> **Exercise prompt**: Scale the lines from the one containing "Locate every instance of the wooden plank" through the end of the records, inclusive, and reproduce only those lines in full, requests included. Multiply each point coordinate in the answers by 2.35 and round to the nearest whole number, with halves rounding up. Leave the numbers in the requests and their format samples unchanged.

--- start of Recorded data ---

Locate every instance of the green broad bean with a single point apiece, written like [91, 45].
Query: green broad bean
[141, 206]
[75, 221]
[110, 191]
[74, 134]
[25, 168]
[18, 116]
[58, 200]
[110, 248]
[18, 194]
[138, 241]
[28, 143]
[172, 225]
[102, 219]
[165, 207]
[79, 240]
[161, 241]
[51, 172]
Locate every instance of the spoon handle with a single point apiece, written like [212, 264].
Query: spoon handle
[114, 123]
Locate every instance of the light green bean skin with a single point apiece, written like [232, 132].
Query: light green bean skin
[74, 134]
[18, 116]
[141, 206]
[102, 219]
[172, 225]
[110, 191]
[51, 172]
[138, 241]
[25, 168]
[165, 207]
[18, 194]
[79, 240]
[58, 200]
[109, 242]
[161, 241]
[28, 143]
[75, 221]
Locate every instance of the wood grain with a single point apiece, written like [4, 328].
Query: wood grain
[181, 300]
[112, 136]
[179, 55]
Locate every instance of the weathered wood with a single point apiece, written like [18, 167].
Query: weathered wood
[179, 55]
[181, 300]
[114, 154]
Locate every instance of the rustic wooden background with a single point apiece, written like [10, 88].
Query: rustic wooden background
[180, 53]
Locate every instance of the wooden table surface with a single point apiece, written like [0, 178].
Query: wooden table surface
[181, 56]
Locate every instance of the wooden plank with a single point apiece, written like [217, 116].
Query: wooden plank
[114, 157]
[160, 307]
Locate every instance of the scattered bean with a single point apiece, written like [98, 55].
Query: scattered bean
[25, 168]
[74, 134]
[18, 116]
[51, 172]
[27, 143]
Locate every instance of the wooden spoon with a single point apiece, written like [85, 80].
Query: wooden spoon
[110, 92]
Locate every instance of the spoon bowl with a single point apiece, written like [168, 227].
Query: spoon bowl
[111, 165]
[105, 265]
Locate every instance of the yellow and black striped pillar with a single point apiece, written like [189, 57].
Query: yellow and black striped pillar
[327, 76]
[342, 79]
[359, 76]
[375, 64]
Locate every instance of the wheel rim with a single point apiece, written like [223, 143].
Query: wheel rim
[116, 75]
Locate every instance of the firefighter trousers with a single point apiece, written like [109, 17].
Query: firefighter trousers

--- end of Recorded data ---

> **Exercise result**:
Locate every instance of the wooden plank with a single point apiece, written like [217, 116].
Query: wooden plank
[268, 369]
[376, 721]
Locate every instance of the scattered bean with a single point apiece, written like [98, 55].
Query: scattered bean
[59, 395]
[174, 315]
[42, 273]
[120, 404]
[63, 336]
Locate every instance of the wooden spoon with a single point apiece, written like [85, 80].
Query: wooden spoon
[259, 216]
Locate every instance of the spoon bowl with a single point apiece, written like [168, 227].
Query: spoon bowl
[261, 388]
[247, 623]
Locate every instance of the yellow and black striped pillar with a single point apiece, written like [189, 57].
Query: yellow and black striped pillar
[768, 179]
[804, 186]
[844, 179]
[881, 150]
Locate every instance of the wheel rim with a single point apiece, written like [223, 143].
Query: wheel rim
[273, 176]
Locate every instance of the firefighter trousers with a single point apiece, written like [109, 17].
Query: firefighter trousers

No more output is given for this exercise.